Ausgewählter Textabschnitt:
Am 15.6.1963 wurden in den Mittagsstunden im Volkspark Friedrichshain 13 Hetzflugblätter sowie in Berlin-Treptow, Plänterwald, 16 Hetzflugblätter (15 × 5 cm) gefunden.

Inhalt, Größe und Herstellungsart ließen auf den gleichen Täter schließen.

Aufgrund von auswertbaren Hinweisen aus der Bevölkerung führten die sofort eingeleiteten Maßnahmen noch am gleichen Tage zur Festnahme des [Name 1, Vorname], geb. [Tag, Monat] 1934 in Berlin, wohnhaft Berlin-Adlershof, [Straße, Nr.], beschäftigt als Bau-Ingenieur beim VEB Stuck und Naturstein Berlin, Mitglied der SED seit 1952.

Die Vernehmung des [Name 1] bestätigte den gegen ihn gehegten Verdacht und erbrachte Hinweise auf den Mittäter [Name 2, Vorname], geb. [Tag, Monat] 1936 in Schöneberg, wohnhaft Berlin NO 18, [Straße, Nr.], beschäftigt als Sachbearbeiter für Standardisierung im VEB Stuck und Naturstein Berlin (Fernstudent), der ebenfalls am 15.6.1963 noch festgenommen wurde.

Datensatzauszug:
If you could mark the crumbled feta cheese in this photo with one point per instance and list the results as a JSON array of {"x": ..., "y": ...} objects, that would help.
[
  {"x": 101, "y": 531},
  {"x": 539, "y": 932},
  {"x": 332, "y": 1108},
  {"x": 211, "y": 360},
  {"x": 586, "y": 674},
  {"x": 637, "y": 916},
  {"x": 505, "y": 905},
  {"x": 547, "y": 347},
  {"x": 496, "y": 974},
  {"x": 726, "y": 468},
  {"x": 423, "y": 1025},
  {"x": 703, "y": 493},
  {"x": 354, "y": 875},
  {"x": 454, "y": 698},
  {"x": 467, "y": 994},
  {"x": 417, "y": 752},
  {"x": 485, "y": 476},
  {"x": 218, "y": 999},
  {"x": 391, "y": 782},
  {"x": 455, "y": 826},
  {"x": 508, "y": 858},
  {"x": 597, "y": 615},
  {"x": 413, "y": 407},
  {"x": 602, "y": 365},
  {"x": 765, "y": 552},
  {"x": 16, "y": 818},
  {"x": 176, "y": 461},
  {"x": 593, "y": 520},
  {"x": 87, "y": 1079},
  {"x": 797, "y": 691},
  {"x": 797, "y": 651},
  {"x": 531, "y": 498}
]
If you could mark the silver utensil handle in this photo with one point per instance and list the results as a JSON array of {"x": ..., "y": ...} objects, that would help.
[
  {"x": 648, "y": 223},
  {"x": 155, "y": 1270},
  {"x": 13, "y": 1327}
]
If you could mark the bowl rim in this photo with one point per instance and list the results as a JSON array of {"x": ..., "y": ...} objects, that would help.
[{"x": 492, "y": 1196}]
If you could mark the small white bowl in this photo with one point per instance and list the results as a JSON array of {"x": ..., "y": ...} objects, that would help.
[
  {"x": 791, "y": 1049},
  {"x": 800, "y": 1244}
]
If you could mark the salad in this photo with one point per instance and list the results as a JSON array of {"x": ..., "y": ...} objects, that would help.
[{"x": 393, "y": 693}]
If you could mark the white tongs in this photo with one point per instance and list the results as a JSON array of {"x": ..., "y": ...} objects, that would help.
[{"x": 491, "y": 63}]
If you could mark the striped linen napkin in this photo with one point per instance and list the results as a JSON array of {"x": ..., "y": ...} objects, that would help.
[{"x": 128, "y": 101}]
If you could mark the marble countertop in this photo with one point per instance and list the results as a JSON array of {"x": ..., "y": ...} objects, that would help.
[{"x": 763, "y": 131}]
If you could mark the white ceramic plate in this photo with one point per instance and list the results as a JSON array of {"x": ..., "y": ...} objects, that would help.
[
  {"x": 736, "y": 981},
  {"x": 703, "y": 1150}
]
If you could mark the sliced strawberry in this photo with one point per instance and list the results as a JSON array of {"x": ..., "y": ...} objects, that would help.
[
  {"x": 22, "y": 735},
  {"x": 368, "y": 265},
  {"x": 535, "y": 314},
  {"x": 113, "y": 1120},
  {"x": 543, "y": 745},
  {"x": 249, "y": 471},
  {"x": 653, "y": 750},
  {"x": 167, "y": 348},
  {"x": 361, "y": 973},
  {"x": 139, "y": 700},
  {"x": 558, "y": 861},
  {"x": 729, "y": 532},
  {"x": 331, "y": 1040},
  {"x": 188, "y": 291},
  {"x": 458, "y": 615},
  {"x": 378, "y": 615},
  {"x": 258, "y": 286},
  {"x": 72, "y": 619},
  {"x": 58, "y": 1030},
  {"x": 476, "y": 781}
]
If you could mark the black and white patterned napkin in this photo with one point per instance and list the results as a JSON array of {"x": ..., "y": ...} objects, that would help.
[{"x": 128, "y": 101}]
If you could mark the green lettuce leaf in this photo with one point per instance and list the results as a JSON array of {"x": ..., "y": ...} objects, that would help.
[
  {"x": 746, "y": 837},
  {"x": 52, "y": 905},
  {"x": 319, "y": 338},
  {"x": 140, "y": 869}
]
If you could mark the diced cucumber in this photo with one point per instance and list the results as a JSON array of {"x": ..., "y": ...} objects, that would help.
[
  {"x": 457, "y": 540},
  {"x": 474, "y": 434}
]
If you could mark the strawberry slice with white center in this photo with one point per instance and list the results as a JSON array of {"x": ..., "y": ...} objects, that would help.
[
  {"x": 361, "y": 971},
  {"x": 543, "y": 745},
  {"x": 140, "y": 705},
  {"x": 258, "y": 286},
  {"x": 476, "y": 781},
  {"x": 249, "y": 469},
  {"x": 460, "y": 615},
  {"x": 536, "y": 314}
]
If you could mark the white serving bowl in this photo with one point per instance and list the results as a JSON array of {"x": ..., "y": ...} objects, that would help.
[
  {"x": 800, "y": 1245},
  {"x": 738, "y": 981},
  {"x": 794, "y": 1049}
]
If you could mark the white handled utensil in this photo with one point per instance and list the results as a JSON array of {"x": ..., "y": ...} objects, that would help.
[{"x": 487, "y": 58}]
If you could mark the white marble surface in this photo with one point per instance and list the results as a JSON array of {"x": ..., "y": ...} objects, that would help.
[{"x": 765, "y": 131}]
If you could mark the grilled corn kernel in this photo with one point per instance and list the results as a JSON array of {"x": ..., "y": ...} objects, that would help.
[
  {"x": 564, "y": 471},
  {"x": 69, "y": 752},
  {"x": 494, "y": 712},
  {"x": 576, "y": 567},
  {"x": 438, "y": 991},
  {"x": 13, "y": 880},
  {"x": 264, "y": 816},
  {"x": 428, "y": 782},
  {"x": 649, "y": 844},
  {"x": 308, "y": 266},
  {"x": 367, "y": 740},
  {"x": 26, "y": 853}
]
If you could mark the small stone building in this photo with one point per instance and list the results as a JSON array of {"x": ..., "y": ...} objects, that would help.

Zur Aufgabe: Gib den Textabschnitt über die Flugblattfunde von „Aufgrund von auswertbaren“ bis „noch festgenommen wurde.“ wieder und tausche dabei „Bau-Ingenieur“ gegen „Techniker“ aus. Das Material wird zur Bearbeitung nicht benötigt.

Erwartete Lösung:
Aufgrund von auswertbaren Hinweisen aus der Bevölkerung führten die sofort eingeleiteten Maßnahmen noch am gleichen Tage zur Festnahme des [Name 1, Vorname], geb. [Tag, Monat] 1934 in Berlin, wohnhaft Berlin-Adlershof, [Straße, Nr.], beschäftigt als Techniker beim VEB Stuck und Naturstein Berlin, Mitglied der SED seit 1952.

Die Vernehmung des [Name 1] bestätigte den gegen ihn gehegten Verdacht und erbrachte Hinweise auf den Mittäter [Name 2, Vorname], geb. [Tag, Monat] 1936 in Schöneberg, wohnhaft Berlin NO 18, [Straße, Nr.], beschäftigt als Sachbearbeiter für Standardisierung im VEB Stuck und Naturstein Berlin (Fernstudent), der ebenfalls am 15.6.1963 noch festgenommen wurde.